*** Opening of Working data ***
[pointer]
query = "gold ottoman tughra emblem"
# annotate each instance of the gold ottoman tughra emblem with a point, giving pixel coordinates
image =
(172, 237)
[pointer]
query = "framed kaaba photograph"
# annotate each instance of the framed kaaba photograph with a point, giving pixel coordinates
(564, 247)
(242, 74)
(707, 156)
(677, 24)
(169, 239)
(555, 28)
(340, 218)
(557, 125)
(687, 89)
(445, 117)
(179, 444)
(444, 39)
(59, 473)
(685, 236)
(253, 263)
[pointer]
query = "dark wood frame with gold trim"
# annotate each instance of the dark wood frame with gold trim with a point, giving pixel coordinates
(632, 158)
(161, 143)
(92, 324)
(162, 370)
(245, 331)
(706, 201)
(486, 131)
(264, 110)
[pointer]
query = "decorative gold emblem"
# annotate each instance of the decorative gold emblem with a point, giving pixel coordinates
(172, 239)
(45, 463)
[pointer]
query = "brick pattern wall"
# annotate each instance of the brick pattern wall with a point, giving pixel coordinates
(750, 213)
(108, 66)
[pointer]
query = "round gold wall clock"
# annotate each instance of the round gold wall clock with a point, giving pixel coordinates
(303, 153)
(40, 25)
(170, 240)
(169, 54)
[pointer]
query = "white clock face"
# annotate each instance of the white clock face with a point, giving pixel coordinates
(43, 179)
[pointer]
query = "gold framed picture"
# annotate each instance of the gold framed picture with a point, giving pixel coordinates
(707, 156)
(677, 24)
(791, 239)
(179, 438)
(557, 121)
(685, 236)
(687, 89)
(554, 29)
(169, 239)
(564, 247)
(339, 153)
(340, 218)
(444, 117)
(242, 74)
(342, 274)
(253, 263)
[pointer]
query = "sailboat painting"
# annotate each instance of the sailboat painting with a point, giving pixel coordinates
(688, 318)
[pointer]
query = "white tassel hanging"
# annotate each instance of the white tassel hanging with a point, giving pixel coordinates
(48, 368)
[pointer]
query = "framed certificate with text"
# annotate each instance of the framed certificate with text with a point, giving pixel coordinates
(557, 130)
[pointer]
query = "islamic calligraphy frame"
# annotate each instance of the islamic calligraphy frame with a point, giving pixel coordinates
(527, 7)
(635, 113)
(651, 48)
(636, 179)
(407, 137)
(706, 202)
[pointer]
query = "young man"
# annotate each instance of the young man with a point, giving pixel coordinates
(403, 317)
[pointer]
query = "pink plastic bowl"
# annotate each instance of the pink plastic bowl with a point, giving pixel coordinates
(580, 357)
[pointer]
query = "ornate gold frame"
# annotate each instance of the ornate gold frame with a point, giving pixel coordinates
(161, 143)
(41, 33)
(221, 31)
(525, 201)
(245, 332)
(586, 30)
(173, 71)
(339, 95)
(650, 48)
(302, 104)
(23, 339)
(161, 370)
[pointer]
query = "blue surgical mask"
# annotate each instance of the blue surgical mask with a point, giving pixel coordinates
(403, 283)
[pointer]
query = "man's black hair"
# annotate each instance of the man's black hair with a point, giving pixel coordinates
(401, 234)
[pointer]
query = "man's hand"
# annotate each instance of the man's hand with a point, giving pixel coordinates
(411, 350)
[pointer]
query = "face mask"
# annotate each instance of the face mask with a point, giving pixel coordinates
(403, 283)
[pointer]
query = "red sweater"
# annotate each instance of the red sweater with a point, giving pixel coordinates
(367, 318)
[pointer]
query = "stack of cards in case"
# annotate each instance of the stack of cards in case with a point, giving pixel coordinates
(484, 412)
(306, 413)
*** Close of Working data ***
▶ [Task directions]: The data above is to be returned exactly, with nothing altered.

▶ [Task response]:
[pointer]
query = "gold ottoman tughra emblem"
# annotate each instance of the gold ottoman tughra emblem with a point, giving pixel coordinates
image =
(172, 237)
[pointer]
query = "framed kaaba photograph"
# annotate each instance of the framed kaaba photograph with a point, giving pixel coordinates
(564, 247)
(242, 74)
(707, 156)
(677, 24)
(169, 239)
(555, 28)
(340, 218)
(557, 125)
(687, 89)
(445, 117)
(179, 444)
(444, 39)
(59, 473)
(685, 236)
(253, 263)
[pointer]
query = "dark wood frame with gold trim"
# annotate each instance of the dark wood frame with gold trim with a point, giving pixel coordinates
(632, 158)
(161, 143)
(92, 324)
(162, 370)
(245, 331)
(706, 201)
(486, 131)
(264, 110)
[pointer]
query = "decorative gold emblem"
# annotate each instance of the decorative gold emblem with a point, giving pixel coordinates
(172, 239)
(45, 463)
[pointer]
query = "brick pattern wall"
# annotate each instance of the brick pattern wall with a point, giving pixel coordinates
(750, 213)
(108, 66)
[pointer]
query = "round gold wall clock"
# annotate each instance of the round gold wall clock with a point, giving pixel coordinates
(303, 153)
(40, 25)
(170, 240)
(169, 54)
[pointer]
query = "white clock face"
# annotate each instance of the white clock face with a point, giving pixel coordinates
(43, 179)
[pointer]
query = "gold framed picture"
# annotate each instance of the gold framed picture with a point, giving pixel coordinates
(707, 156)
(677, 24)
(791, 239)
(179, 438)
(557, 121)
(685, 236)
(687, 89)
(554, 29)
(169, 239)
(564, 247)
(339, 153)
(340, 218)
(444, 117)
(242, 74)
(342, 274)
(253, 263)
[pointer]
query = "sailboat painting"
# annotate each instance of the sailboat painting with a point, giving pixel coordinates
(688, 318)
[pointer]
query = "white tassel hanging"
# annotate each instance of the white tassel hanging with a point, giving pixel coordinates
(48, 368)
[pointer]
query = "framed certificate with text"
# annotate each instance of the framed certificate with text with a point, giving pixel coordinates
(557, 130)
[pointer]
query = "islamic calligraphy frame"
# annotate each instance of the islamic calligraphy frame with a point, giving pixel coordinates
(527, 7)
(635, 113)
(651, 48)
(636, 179)
(407, 137)
(706, 202)
[pointer]
query = "young man"
# annotate each instance of the young man with a point, giving pixel coordinates
(403, 317)
[pointer]
query = "pink plastic bowl"
# annotate each instance of the pink plastic bowl with a point, giving pixel coordinates
(580, 357)
[pointer]
query = "ornate gold frame"
# annotate each instance of the ornate gold frame with a point, giving pixel coordinates
(161, 143)
(41, 33)
(221, 31)
(525, 201)
(245, 332)
(586, 30)
(173, 71)
(339, 95)
(650, 48)
(302, 104)
(23, 339)
(161, 370)
[pointer]
query = "blue surgical mask"
# annotate each instance of the blue surgical mask with a point, giving pixel coordinates
(403, 283)
[pointer]
query = "man's black hair"
# annotate each instance of the man's black hair with a point, giving pixel coordinates
(401, 234)
[pointer]
query = "man's hand"
# annotate each instance of the man's hand with a point, giving pixel coordinates
(411, 350)
[pointer]
query = "face mask"
# annotate each instance of the face mask with a point, giving pixel coordinates
(403, 283)
[pointer]
query = "red sweater"
# annotate each instance of the red sweater with a point, giving pixel coordinates
(367, 318)
[pointer]
query = "stack of cards in case"
# annotate each instance of the stack of cards in case with a point, giving pixel coordinates
(484, 412)
(306, 413)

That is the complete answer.